- [Assignment]:
Down to the last word, output the records below, skipping any images.
[Start of Attachment]
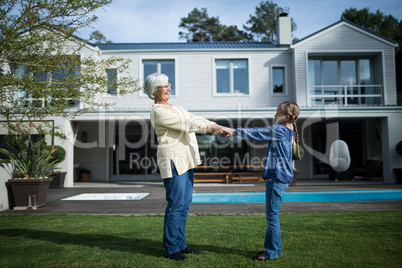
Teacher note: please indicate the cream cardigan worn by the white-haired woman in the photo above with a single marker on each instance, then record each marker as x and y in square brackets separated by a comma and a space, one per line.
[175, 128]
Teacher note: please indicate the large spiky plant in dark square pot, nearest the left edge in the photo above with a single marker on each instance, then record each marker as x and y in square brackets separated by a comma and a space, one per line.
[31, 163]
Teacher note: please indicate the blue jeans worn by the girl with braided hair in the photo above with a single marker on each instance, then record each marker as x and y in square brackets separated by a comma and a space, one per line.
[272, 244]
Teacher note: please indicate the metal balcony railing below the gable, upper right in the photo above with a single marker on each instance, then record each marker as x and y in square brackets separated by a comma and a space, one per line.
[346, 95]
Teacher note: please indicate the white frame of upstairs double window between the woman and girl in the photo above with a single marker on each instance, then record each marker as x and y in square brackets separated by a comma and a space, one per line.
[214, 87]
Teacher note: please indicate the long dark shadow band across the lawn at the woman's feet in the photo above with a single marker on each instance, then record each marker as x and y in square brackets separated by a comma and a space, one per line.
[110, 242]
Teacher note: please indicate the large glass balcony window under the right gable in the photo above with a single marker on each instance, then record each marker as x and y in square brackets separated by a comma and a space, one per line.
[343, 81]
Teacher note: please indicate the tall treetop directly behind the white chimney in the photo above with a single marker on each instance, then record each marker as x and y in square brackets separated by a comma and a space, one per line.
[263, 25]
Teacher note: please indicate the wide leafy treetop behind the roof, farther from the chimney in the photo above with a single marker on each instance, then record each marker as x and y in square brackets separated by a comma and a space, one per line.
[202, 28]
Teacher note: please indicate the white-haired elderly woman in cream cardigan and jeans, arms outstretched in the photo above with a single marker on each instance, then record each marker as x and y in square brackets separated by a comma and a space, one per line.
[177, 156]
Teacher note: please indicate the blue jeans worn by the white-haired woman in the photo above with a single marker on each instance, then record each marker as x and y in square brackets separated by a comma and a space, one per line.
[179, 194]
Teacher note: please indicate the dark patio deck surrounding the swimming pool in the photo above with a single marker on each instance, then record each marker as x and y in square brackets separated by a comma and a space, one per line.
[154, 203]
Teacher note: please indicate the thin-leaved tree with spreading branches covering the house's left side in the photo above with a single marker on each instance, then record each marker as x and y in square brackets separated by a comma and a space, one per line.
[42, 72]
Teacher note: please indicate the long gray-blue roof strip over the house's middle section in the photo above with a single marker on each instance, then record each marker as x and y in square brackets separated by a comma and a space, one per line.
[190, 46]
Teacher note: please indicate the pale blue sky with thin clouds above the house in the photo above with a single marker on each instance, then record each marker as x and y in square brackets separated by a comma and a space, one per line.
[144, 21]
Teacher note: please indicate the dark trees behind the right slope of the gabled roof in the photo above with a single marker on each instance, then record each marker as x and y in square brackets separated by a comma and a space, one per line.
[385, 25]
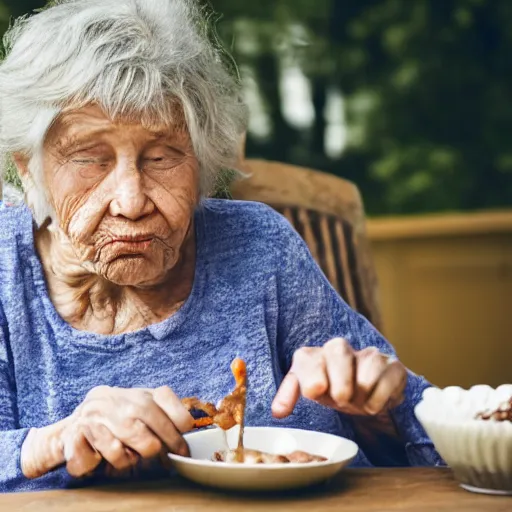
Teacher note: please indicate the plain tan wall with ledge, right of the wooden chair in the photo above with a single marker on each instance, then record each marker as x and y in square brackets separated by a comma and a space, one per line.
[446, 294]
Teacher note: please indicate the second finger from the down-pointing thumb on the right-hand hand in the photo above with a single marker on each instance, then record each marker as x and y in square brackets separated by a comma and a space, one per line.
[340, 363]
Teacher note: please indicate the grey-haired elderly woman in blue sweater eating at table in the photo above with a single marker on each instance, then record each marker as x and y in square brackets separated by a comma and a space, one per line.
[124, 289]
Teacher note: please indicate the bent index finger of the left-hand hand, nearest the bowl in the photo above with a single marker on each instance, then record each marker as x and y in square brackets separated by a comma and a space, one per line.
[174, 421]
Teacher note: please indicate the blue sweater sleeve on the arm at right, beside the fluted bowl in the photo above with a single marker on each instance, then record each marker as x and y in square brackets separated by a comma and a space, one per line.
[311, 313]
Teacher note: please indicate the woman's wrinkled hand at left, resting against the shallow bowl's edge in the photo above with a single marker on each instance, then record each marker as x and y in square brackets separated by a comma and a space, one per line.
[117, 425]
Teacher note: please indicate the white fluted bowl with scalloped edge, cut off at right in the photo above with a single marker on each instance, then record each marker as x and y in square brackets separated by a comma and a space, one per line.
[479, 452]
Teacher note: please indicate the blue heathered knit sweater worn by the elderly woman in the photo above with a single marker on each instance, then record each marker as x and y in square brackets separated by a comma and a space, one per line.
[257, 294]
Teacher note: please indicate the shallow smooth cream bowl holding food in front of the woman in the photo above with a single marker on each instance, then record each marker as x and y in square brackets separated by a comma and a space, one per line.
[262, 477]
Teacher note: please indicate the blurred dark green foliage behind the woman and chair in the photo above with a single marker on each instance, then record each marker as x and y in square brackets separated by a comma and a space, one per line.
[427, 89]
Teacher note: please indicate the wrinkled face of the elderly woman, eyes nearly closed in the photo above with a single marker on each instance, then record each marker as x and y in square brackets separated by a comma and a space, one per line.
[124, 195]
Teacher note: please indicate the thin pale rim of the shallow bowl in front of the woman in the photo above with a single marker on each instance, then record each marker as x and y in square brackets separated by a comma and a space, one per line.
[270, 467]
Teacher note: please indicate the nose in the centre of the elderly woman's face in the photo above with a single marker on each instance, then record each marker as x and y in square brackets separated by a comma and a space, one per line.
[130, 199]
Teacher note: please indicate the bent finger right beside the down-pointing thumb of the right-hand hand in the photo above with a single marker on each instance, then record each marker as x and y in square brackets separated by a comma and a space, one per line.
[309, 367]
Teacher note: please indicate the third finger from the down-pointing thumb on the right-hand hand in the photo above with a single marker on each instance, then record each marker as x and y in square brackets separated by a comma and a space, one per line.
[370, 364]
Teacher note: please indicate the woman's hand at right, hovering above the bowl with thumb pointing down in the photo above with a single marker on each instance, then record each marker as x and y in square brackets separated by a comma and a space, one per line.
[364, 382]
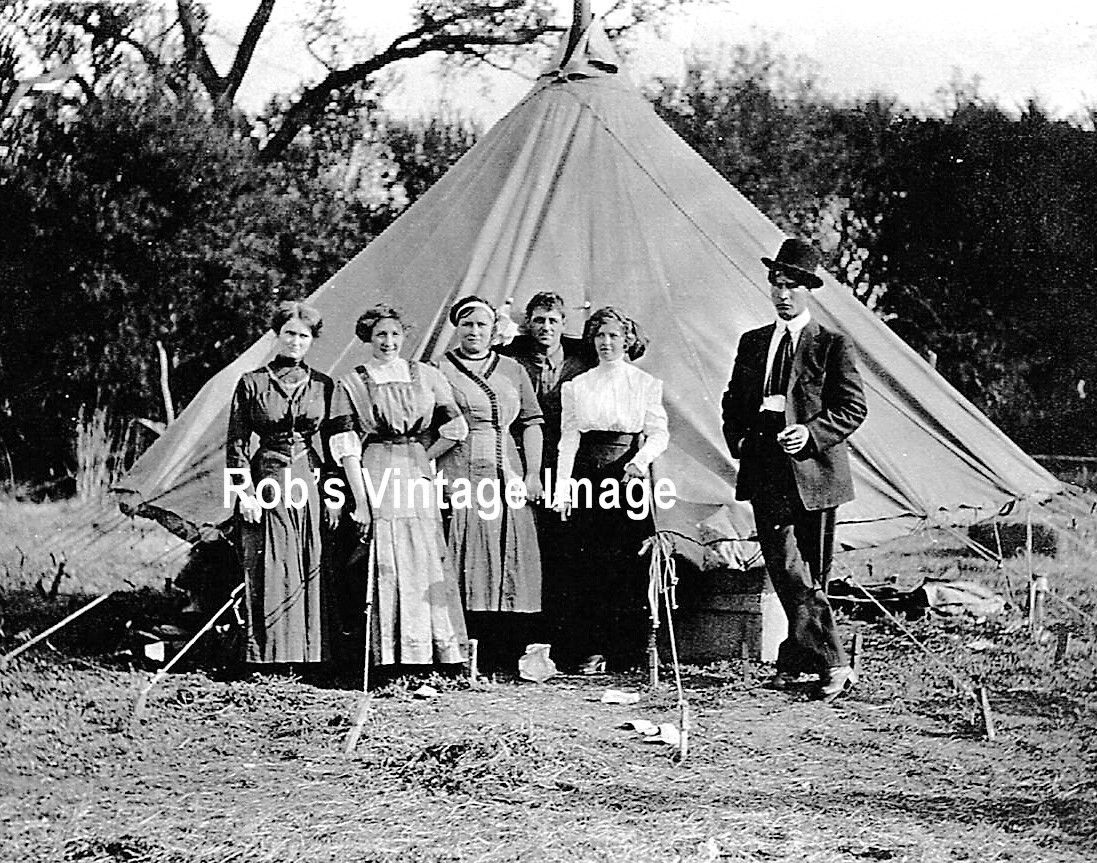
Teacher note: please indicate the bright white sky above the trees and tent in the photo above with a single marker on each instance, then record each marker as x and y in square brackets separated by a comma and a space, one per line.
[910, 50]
[End of Attachment]
- [Result for this exercise]:
Teacher note: please indicate the cream cardigan worn by the white-haired woman in the photo above with a single marker on each instance, then record each marker as x and y in square brackets separated by a comma and a space, one per line.
[175, 128]
Teacher note: please indicate the large spiky plant in dark square pot, nearest the left edge in the photo above with a single marker on each instance, then record each marker as x and y in square brackets separated by a comma and a space, one per line.
[31, 163]
Teacher note: please indicate the blue jeans worn by the girl with braided hair in the photo above with a single marker on each instance, then record each marker as x and y in square brackets separated by a comma and a space, one per line.
[272, 244]
Teacher note: please indicate the metal balcony railing below the gable, upper right in the photo above with a single marker on each instance, then record each marker as x and y in square brackets separated by a comma and a space, one per line.
[346, 95]
Teacher note: please indicate the white frame of upstairs double window between the woman and girl in the photo above with a single marker on each instance, then record each marker as x and y in square brackets separated by a comma and a space, one per line.
[214, 87]
Teacher note: please indicate the long dark shadow band across the lawn at the woman's feet in the photo above with a single marker on each instance, then record each marker as x and y in square brackets separated by a comma and a space, one per line.
[110, 242]
Teacher note: please indicate the large glass balcony window under the right gable in the photo above with a single marker on each instance, then record each marker as x and y in square brackets separated by a comma and a space, one per line.
[343, 81]
Teacher note: please indicate the tall treetop directly behind the white chimney in the photo above with a single marker on each instance, then record each marker as x and y in square brackets separated by a comma and a space, one per line.
[263, 25]
Teacher note: please indicate the wide leafy treetop behind the roof, farther from the chimney in the photo above with a single marker on each instance, then record each marker as x and y in square brackets separated by a comma and a space, one per line.
[202, 28]
Teacher note: please indicate the white-haired elderly woman in cream cardigan and jeans, arms outstretched in the photo above with a single marker on each instance, then record each marker as x and y in square brackets separated by a comma and a space, one per line.
[177, 156]
Teacher note: please indicate the blue jeans worn by the white-haired woman in the photo above with a single marker on each instance, then record each marker as x and y in square brackets separated by a comma and a space, one per line.
[179, 194]
Teacher note: please indicate the dark patio deck surrounding the swimming pool in the photo above with a single marker on each instance, then record each marker as x and y in square brackets separated by a comma and a space, one per line.
[154, 203]
Teacher note: please indicate the thin-leaved tree with spreading branches covering the house's left side in the photo above with a single marker on each instance, then record each marker as x and y in square brackets separated by a comma and a space, one per line.
[42, 72]
Teacher note: please indicate the long gray-blue roof strip over the house's middle section in the photo above with a single marker on each instance, then record each marker as x and y in square brackets separated by a comma and a space, one per line.
[190, 46]
Teacher note: please indicate the pale blue sky with thin clouds above the house in the photo above with a single marker on each instance, then record each marker as x and y in square brackets separated by a comma and a space, one per line.
[144, 21]
Teacher note: please indicate the dark trees behind the right slope of the gabled roof in the photo above with a single marker on each instance, then record each marker as x and y in square brackets separated by a comma and a space, one per line.
[385, 25]
Teacher note: please indicate the plain tan wall with ledge, right of the wooden chair in the photo above with a single marker on each instance, then record each marker as x and y in square brackets separated by a comma and a space, one per line.
[446, 294]
Teacher note: please indicate the second finger from the down-pointing thumb on the right-hand hand in the photo above with a single marker on each instance, then record each marker as x and y in square brackets separated by a comma and a space, one per line.
[340, 363]
Teacher note: please indicate the grey-haired elderly woman in blue sweater eating at table in the photo above with a single marker on each instance, then record each marker as x and y in square brackets separated by a comma and a space, one per line.
[124, 289]
Teacher note: please indicate the bent index finger of the left-hand hand, nearest the bowl in the photo above with a single marker on each instance, then record each marker as x and y in square brackets separated by a comma and a space, one per line.
[174, 421]
Teacher note: please indicate the blue sweater sleeve on the arm at right, beside the fluted bowl in the photo above with a single marker on each instance, then record each marker as x and y in square brackets separated by a comma and a space, one per line.
[311, 313]
Teacher note: please indicate the woman's wrinkled hand at left, resting against the shallow bowl's edge in the photo above with a single marker on each instance, then record each marker as x and y in square brackets separated by a comma and a space, one per line.
[117, 425]
Teacher note: please indicate the white fluted bowl with scalloped edge, cut off at right in the photo above with a single marker on each instance, then record each marker as x and y in square brackets separated by a comma and a space, one per line.
[479, 452]
Teacher note: please indicate the blue heathered knit sweater worn by the elderly woman in the photo above with a single marker on each instance, then record each marker as x and y in square brackets separated by a comma and a space, one per line.
[257, 294]
Teacher note: please indicate the shallow smooth cream bowl holding food in front of the woman in the photo above with a single marker on each instance, then record each marker as x and y in square brackets separated by a comma and a space, one per line.
[262, 477]
Teacher note: please indicate the blurred dark green foliage behind the woman and chair in the photo above with a single marker on each instance, then record each marker as x and y in square brackets separated by a comma and a space, one per line.
[427, 89]
Teacher note: please indicate the wrinkled face of the elderly woman, eyes nearly closed in the photo above with a single marker on each instance, then record each marker as x and y in square brackets separated by a comma and a space, one per line.
[124, 195]
Teacher note: please indicate the thin pale rim of the shallow bowl in front of the woman in the photo above with a single marker on each instance, then record each marker as x and y in square brackets separated by a comma and a space, one per line.
[270, 467]
Teacher note: please indicate the nose in the centre of the elderly woman's face in the photo above with a single marker on each instance, then record each marker as x and y in square brackets separated by a comma and a space, one per line.
[130, 199]
Teacher note: please indicate the bent finger right beside the down-pointing thumb of the right-hand hand in the photo above with a single marker on each instance, then record each marker as x and y in square brackets separated by a comma and a space, one per line.
[309, 367]
Teacher note: please indicate the third finger from the down-pointing thumb on the right-hand hand in the photo above with a single marker on each instance, then record each marker as x and y in square brackets separated by a comma and a space, one per line.
[370, 364]
Teacher note: please indicate the woman's hand at right, hovering above the bowl with thumb pointing down in the photo above with a single marker on each instance, then record each marker as x and y in square brackets separated by a comma and a space, one per line.
[364, 382]
Teacher note: please indicate the bright white sky above the trees and tent in the photo above with a single marker on each instance, then record each marker as x and y in square brackets separated by a comma and a space, one per line.
[910, 50]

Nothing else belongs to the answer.